═══ The data ═══

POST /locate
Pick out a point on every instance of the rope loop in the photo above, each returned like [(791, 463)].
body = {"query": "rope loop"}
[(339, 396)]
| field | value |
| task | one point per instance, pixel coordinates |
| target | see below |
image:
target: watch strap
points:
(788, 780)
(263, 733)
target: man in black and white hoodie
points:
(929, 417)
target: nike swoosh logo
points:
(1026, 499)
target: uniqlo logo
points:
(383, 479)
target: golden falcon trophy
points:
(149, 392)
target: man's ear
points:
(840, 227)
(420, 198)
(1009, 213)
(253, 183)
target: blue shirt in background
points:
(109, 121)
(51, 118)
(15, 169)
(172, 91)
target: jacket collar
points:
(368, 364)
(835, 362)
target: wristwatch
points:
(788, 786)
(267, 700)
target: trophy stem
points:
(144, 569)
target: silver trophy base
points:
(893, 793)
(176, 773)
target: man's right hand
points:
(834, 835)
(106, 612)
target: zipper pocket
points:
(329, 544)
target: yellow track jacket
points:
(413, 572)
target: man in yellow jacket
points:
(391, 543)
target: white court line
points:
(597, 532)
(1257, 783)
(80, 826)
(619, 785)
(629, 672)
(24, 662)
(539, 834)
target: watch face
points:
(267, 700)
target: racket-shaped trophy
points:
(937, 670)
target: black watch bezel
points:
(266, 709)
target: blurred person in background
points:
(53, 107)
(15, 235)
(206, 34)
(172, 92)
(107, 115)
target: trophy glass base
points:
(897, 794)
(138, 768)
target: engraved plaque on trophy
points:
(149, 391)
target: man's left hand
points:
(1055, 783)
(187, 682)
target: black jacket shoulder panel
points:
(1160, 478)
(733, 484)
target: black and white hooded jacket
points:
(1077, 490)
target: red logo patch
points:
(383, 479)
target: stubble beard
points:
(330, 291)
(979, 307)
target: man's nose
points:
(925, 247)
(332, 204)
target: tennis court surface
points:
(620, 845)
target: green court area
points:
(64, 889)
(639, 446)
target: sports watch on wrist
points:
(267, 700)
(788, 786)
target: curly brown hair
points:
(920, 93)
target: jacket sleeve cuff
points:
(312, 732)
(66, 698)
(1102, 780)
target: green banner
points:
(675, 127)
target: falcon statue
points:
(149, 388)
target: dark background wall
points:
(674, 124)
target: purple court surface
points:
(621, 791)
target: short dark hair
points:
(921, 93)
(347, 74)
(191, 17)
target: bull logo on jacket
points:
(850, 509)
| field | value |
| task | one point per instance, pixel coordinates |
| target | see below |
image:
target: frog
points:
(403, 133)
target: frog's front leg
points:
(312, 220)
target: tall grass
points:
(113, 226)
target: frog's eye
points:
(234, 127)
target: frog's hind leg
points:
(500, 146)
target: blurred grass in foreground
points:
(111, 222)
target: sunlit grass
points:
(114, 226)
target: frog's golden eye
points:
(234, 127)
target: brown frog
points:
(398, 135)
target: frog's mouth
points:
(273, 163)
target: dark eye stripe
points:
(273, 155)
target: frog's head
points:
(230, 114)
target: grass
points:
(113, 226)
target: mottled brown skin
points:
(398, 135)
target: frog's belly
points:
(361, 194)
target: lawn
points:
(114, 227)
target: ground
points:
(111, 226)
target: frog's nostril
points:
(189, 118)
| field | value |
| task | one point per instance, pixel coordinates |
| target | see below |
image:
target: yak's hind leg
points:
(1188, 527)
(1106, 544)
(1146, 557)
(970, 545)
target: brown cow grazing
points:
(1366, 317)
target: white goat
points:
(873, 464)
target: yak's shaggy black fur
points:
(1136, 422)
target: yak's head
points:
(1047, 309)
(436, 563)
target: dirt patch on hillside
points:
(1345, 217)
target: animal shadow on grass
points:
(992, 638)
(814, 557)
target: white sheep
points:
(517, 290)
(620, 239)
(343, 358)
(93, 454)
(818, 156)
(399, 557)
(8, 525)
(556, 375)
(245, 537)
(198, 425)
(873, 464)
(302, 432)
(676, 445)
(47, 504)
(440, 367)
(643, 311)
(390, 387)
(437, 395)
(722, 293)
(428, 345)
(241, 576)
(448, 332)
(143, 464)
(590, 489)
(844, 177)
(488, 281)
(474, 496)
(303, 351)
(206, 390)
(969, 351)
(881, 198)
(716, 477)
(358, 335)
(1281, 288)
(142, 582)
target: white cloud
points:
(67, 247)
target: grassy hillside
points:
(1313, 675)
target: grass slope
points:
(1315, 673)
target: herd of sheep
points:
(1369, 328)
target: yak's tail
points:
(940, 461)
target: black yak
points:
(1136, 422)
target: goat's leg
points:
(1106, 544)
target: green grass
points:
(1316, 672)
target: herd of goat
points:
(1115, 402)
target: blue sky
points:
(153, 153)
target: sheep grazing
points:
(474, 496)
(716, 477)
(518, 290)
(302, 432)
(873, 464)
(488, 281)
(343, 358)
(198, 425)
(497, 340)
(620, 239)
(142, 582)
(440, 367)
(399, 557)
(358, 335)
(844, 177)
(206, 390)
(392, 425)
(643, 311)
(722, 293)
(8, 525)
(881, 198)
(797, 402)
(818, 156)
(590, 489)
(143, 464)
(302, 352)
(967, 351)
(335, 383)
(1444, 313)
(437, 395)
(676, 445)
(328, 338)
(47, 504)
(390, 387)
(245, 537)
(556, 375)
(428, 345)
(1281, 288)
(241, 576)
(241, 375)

═══

Up to and including the line with "target: golden falcon trophy", output every line of the records above exactly, starting from the first; output nothing else.

POST /locate
Pick out a point on every instance of the rope loop in the photo above, each returned like [(791, 463)].
body = {"query": "rope loop"}
[(339, 396)]
| field | value |
| task | one point per instance, pixel coordinates |
| target | see below |
image:
target: watch strap
points:
(788, 780)
(263, 733)
target: man in black and white hoodie
points:
(929, 417)
target: nike swoosh logo
points:
(1026, 499)
target: uniqlo logo
points:
(383, 479)
target: golden falcon trophy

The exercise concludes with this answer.